---------- Records to use ----------
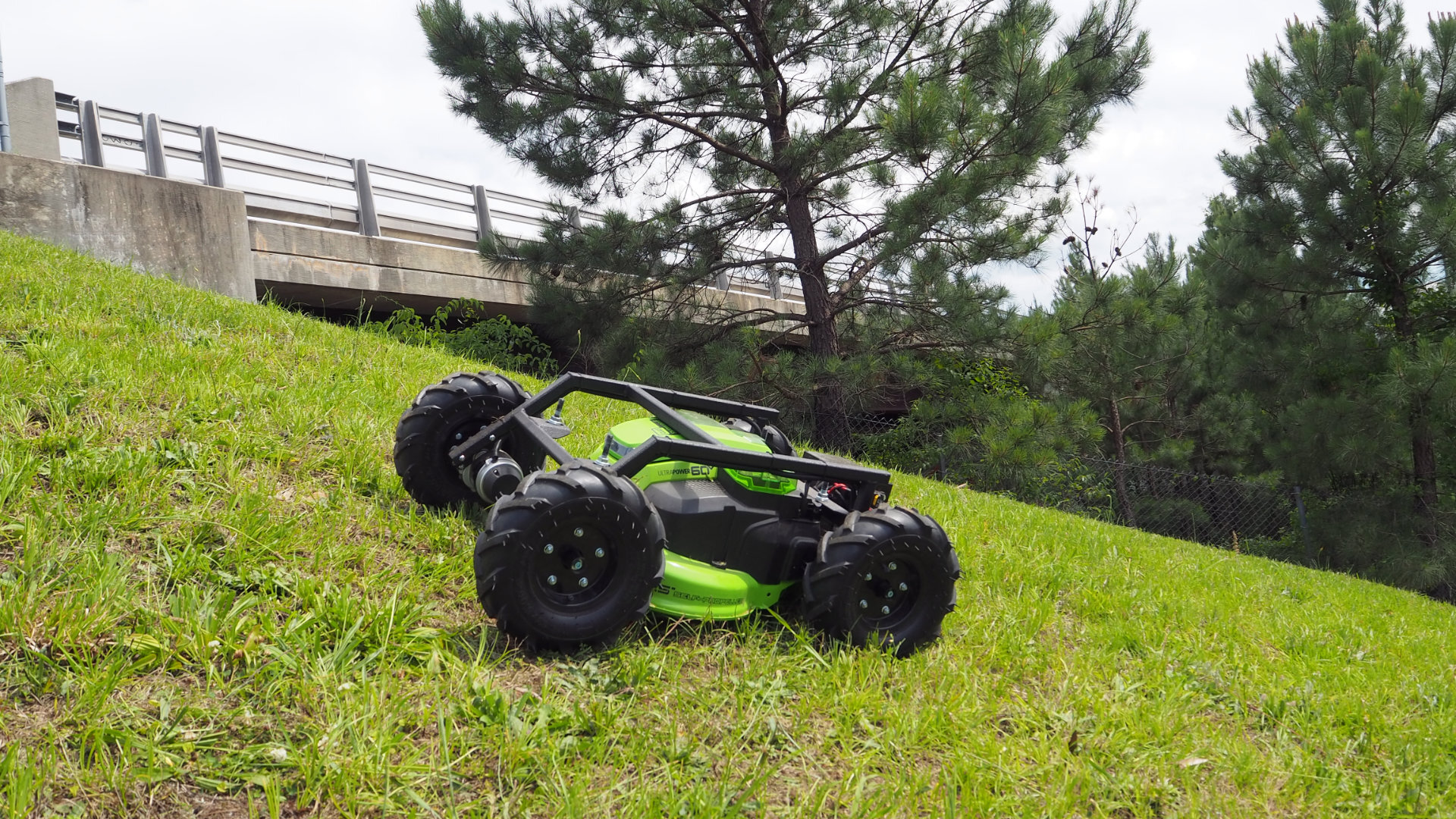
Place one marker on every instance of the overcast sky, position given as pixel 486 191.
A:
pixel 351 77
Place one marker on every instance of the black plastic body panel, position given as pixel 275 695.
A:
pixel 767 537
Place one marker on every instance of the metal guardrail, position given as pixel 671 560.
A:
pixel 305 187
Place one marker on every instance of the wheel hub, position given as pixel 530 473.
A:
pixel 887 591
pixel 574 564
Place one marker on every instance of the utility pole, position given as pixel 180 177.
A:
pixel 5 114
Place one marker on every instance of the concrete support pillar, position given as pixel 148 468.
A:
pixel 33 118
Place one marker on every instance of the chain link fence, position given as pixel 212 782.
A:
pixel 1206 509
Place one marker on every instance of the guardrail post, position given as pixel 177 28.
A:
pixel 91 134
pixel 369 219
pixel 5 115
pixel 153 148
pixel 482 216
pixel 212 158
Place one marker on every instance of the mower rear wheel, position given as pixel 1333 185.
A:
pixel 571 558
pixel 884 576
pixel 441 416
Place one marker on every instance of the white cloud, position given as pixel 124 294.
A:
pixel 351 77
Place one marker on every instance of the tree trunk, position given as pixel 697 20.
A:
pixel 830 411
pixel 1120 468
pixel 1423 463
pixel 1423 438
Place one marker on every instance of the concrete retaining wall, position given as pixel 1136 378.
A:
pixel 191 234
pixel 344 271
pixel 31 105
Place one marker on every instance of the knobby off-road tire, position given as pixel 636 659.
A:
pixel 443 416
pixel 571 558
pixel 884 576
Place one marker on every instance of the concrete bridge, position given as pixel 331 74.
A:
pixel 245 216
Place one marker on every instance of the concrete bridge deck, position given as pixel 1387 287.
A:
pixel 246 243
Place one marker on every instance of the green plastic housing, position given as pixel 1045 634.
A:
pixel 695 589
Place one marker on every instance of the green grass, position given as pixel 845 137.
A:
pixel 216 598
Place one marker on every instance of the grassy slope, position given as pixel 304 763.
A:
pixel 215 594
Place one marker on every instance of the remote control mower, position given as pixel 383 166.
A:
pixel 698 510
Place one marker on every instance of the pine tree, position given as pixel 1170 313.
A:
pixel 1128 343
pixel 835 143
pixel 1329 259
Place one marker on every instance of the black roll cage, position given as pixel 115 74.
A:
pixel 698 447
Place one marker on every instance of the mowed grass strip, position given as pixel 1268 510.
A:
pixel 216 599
----------
Exercise details - Every line above should be repeated exactly; pictures stay out of the copy.

Answer to this problem -
Place one marker on every instance of the overcast sky, position given as pixel 486 191.
A:
pixel 351 77
Place one marker on every instance of the black plastic body panel, position given as pixel 275 695.
A:
pixel 767 537
Place one marker on every instance of the metal guardrail, position given as pixel 671 560.
A:
pixel 305 187
Place one marker on every instance of the wheel hub, position given as pixel 530 473.
A:
pixel 887 591
pixel 574 564
Place one marker on every instance of the utility pole, position given as pixel 180 177.
A:
pixel 5 114
Place one marker on every instance of the concrete support pillar, position given as pixel 148 468.
A:
pixel 33 118
Place one marker on every instance of the chain link fence, position given as pixel 212 782.
A:
pixel 1206 509
Place one marker on every instance of the guardrail post, position given as pixel 177 28.
A:
pixel 91 134
pixel 369 219
pixel 5 115
pixel 153 148
pixel 482 216
pixel 212 158
Place one marker on every instance of the mower rear wheel, position given as pixel 1333 185.
A:
pixel 571 558
pixel 884 576
pixel 441 416
Place one marker on every instance of the white cloud, position given as pixel 124 294.
A:
pixel 351 77
Place one marker on every instance of the tree trunk, position given as pixel 697 20.
A:
pixel 830 411
pixel 1120 468
pixel 1423 463
pixel 1423 438
Place one marker on every instance of the concrete retaining wall, position given as pixel 1136 378.
A:
pixel 191 234
pixel 344 271
pixel 31 105
Place one marker on every instance of the knobby off-road tire, position given as pixel 636 659.
A:
pixel 443 416
pixel 571 558
pixel 884 576
Place one marker on every instance of the concrete bridge, position given as pixel 331 74.
A:
pixel 245 216
Place one marker on every instance of the concrete bridge deck, position given as pixel 1387 287.
A:
pixel 246 243
Place one marker on every instance of the green plastic housing, position given as pixel 1045 634.
A:
pixel 695 589
Place one marker on every instance of the green grass, position given as pixel 845 137.
A:
pixel 216 598
Place one marker on every instance of the grassy slope, position given as pixel 304 763.
A:
pixel 215 594
Place one marker on every instance of the remote control mower, position given as pixel 383 166.
A:
pixel 698 510
Place one marker on every instance of the pine tree, position given as pixel 1170 313.
A:
pixel 1128 343
pixel 835 143
pixel 1329 259
Place one marker on every instance of the black roll cage, position given as pixel 115 74.
A:
pixel 698 447
Place one marker on every instance of the mowed grass strip, position given as pixel 1268 510.
A:
pixel 216 599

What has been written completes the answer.